GIVEN TEXT:

● ● ●

Renting in Wales: The new housing laws come into force for those renting a home

From 1 December, a new law will be implemented, changing the way all landlords in Wales rent their homes. Credit: PA

The biggest change to housing legislation in decades will be coming into force later this week, affecting both landlords and tenants.

From 1 December, the Renting Homes (Wales) Act 2016 will be implemented, changing the way all landlords in Wales rent their properties.

After being postponed in July to allow the housing market more time to recover from the coronavirus pandemic, the act aims to improve how properties are rented, managed, and lived in.

What does the new law mean for tenants?

  • Under the new law, tenants and licencees will become 'contract-holders'. Tenancy agreements will be replaced with 'occupation contracts'. This will make renting easier and provide greater security.

  • Receiving a written contract setting out your rights and responsibilities.

  • An increase in the ‘no fault’ notice period from two to six months.

  • Greater protection from eviction.

  • Improved succession rights, these set out who has a right to continue to live in a dwelling, for example after the current tenant dies.

● ● ●

DATA UNDER STUDY:
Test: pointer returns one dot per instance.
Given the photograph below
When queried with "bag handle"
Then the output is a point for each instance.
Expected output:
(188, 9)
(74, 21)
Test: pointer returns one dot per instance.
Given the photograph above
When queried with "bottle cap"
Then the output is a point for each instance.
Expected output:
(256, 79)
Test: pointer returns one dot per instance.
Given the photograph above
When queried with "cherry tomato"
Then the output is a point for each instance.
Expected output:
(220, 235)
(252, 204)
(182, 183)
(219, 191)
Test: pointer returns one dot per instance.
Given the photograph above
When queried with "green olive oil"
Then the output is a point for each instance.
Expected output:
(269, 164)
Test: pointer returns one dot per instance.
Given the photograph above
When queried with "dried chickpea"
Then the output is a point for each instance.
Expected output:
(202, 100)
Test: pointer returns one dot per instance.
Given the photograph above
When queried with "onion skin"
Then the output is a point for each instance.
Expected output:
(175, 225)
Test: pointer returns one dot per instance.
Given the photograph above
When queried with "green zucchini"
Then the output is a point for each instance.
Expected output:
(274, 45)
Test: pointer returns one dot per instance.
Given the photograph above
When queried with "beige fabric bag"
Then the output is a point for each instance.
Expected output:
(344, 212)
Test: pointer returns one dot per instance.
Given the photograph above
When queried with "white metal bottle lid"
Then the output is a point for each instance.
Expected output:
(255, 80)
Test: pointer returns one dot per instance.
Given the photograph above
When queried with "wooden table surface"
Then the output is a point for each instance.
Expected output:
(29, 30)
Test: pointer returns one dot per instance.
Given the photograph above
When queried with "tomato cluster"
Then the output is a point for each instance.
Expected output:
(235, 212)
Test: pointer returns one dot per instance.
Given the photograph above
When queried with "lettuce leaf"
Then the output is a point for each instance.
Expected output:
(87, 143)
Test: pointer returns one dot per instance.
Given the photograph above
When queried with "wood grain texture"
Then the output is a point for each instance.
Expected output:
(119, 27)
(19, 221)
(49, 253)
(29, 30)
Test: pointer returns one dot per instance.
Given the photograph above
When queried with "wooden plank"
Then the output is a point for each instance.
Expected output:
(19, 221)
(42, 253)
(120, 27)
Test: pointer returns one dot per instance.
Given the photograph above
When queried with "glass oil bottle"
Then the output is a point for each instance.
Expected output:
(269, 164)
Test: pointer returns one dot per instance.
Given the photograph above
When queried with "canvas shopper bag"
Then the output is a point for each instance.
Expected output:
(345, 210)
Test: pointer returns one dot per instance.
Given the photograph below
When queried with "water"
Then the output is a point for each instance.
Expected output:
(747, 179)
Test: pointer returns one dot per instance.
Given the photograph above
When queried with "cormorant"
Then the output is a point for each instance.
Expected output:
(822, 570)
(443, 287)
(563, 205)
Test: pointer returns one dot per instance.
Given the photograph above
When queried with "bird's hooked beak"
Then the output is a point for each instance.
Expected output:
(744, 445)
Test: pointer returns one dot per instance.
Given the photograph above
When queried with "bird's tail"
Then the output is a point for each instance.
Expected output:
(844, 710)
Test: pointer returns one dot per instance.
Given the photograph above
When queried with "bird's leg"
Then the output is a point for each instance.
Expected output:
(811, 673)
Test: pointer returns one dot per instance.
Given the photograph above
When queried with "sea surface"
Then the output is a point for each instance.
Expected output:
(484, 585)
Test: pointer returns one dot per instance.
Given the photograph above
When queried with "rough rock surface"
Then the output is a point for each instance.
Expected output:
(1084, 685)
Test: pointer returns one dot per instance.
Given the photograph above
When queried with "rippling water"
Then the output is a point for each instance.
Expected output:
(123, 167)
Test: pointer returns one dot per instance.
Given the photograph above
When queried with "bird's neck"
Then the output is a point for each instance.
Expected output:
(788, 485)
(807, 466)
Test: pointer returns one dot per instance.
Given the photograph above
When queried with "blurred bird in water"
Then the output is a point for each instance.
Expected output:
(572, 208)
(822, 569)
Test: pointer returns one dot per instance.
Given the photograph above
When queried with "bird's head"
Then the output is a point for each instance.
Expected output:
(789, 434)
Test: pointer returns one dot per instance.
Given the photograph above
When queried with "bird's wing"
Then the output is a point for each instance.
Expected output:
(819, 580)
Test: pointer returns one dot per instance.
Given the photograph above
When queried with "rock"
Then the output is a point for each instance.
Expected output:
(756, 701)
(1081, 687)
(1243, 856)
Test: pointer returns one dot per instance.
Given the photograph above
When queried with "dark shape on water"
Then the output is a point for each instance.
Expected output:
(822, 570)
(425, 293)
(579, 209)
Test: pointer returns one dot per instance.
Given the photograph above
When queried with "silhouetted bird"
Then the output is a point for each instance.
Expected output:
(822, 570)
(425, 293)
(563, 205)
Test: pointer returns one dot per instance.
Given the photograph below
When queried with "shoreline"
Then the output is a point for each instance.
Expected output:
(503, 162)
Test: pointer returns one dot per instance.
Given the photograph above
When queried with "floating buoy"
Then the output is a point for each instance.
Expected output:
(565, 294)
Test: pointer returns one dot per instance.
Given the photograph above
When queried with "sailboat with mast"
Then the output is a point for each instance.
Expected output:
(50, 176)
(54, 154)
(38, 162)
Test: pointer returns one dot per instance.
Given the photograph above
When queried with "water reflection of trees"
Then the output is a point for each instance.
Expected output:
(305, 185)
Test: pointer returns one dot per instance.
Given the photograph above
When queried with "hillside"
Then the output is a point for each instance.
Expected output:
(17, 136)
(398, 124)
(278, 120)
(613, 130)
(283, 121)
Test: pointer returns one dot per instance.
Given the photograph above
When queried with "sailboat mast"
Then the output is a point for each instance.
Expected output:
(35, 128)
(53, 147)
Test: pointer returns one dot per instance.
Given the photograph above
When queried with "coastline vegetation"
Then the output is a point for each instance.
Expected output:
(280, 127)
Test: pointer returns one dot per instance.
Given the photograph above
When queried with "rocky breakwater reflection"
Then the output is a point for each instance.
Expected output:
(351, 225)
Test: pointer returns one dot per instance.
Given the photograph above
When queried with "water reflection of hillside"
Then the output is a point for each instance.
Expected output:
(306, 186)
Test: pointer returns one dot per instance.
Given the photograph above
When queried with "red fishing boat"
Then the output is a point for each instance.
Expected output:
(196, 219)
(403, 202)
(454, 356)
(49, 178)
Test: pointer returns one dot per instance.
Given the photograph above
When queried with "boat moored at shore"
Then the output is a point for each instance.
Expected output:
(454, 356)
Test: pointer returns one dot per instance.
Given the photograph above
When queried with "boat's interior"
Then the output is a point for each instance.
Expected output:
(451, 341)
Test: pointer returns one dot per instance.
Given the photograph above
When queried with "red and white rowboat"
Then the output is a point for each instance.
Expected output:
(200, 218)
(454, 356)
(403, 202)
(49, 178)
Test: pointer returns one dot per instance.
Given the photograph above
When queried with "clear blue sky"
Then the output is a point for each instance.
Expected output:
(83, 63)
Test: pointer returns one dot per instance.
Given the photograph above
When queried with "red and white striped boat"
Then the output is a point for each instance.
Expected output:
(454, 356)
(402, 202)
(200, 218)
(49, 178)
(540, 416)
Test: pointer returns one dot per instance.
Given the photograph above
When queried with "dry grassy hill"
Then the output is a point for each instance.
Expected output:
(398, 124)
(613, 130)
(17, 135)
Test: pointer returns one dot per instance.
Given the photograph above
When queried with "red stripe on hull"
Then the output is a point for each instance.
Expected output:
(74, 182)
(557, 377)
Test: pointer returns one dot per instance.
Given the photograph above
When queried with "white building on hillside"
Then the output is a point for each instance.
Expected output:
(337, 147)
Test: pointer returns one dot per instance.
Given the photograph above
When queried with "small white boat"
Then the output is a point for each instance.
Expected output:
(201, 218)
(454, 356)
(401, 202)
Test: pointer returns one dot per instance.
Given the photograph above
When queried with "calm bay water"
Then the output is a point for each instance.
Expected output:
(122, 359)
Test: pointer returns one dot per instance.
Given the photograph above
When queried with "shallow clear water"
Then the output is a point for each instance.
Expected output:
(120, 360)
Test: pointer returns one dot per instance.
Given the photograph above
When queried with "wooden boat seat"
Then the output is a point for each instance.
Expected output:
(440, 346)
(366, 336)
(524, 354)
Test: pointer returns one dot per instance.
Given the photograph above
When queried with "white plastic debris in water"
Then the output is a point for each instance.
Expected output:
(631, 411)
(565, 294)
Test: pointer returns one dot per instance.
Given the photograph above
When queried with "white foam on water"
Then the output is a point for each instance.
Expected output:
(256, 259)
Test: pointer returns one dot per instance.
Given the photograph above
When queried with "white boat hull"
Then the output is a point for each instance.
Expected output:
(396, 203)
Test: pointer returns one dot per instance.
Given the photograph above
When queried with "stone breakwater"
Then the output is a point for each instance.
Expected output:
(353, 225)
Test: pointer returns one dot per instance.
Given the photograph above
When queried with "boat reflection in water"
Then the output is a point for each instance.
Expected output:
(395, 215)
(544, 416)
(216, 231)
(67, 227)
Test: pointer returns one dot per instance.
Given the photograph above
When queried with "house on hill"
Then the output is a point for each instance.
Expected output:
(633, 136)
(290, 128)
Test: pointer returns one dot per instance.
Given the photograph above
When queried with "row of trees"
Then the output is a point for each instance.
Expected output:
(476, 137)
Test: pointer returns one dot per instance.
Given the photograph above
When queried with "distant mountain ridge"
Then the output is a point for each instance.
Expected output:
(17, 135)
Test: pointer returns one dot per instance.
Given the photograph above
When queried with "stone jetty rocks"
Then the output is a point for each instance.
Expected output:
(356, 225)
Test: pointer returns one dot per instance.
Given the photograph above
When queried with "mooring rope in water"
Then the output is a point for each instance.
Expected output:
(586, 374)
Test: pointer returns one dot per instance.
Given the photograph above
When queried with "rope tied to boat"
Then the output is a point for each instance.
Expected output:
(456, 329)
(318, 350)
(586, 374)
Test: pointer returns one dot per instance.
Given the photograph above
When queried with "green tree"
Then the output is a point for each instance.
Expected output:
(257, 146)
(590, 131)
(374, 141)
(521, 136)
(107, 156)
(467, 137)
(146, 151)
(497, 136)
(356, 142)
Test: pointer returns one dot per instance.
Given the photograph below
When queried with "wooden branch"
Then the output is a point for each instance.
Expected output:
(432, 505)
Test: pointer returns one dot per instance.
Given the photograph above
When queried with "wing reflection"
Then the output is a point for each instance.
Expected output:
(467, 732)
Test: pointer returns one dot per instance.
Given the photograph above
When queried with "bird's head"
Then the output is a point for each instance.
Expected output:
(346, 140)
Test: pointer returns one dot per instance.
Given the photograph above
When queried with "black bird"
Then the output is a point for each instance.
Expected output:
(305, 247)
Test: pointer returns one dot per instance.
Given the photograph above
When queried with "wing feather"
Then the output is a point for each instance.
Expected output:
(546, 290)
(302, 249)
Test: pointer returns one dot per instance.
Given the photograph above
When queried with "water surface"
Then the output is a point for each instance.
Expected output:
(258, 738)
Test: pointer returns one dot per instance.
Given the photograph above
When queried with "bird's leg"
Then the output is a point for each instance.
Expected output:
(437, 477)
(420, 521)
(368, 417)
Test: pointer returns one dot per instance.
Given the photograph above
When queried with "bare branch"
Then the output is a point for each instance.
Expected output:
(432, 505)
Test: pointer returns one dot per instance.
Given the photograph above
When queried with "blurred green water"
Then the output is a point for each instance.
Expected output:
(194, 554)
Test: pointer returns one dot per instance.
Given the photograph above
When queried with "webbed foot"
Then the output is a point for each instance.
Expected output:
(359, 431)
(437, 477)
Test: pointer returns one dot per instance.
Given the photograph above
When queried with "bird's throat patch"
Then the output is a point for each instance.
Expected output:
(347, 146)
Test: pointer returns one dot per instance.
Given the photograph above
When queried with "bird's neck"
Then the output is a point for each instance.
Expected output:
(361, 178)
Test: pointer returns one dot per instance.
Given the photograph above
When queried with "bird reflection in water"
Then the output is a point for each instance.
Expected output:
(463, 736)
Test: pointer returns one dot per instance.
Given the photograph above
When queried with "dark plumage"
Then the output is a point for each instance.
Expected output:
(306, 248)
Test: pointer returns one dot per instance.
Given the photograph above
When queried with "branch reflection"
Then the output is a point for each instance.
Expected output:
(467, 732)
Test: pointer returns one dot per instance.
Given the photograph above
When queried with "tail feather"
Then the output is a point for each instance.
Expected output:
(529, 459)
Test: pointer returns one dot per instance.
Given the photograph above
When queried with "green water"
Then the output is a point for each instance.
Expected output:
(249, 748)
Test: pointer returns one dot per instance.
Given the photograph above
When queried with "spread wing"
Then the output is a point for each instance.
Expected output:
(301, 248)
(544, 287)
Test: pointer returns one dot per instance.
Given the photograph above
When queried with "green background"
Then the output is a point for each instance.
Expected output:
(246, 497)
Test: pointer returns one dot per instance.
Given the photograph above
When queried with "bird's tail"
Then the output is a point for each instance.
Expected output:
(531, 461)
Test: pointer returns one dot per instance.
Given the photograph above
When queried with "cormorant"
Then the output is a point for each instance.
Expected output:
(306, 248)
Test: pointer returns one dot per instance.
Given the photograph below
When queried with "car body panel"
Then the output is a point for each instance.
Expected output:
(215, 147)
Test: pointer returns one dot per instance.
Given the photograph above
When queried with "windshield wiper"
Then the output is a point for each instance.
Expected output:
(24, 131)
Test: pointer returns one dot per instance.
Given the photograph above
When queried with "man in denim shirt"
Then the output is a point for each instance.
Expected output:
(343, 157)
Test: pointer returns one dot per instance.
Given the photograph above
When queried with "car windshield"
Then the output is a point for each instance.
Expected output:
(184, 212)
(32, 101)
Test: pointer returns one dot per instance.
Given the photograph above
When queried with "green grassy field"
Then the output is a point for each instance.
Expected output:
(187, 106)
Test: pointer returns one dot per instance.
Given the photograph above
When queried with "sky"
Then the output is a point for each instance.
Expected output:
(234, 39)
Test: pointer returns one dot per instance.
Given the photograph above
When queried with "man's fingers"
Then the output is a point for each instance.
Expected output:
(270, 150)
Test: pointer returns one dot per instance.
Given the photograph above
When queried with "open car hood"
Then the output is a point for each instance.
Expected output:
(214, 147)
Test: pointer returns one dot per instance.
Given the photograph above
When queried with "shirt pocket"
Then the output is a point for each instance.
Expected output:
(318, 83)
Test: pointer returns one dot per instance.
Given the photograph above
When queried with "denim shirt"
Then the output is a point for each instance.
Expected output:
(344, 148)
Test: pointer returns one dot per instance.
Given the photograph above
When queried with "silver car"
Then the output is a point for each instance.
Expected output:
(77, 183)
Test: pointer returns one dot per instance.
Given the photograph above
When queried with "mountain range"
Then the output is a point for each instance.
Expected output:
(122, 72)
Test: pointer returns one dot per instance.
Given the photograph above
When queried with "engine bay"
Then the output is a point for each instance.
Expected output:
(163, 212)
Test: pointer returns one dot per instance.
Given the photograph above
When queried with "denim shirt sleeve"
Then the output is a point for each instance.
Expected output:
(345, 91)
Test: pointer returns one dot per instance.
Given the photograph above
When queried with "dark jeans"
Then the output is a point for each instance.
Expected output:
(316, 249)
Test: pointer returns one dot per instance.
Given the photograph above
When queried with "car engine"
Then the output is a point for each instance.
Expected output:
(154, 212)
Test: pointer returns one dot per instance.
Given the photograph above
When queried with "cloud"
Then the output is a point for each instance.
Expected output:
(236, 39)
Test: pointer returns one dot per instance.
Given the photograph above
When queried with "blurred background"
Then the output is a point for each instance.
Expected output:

● ● ●

WHAT TO WORK ON:
a) From the article on renting in Wales, write out the passage starting at "Renting in Wales: The" and ending at "and lived in.".
b) In the article on renting in Wales, condense the paragraph beginning "After being postponed in July" into a single shorter sentence that keeps its main facts.
The items above come from a separate source and are unrelated to the article on renting in Wales.

SOLUTIONS TO EACH TASK:
a)
Renting in Wales: The new housing laws come into force for those renting a home

From 1 December, a new law will be implemented, changing the way all landlords in Wales rent their homes. Credit: PA

The biggest change to housing legislation in decades will be coming into force later this week, affecting both landlords and tenants.

From 1 December, the Renting Homes (Wales) Act 2016 will be implemented, changing the way all landlords in Wales rent their properties.

After being postponed in July to allow the housing market more time to recover from the coronavirus pandemic, the act aims to improve how properties are rented, managed, and lived in.

b) Postponed in July to give the housing market more time to recover from the coronavirus pandemic, the act aims to improve how properties are rented, managed, and lived in.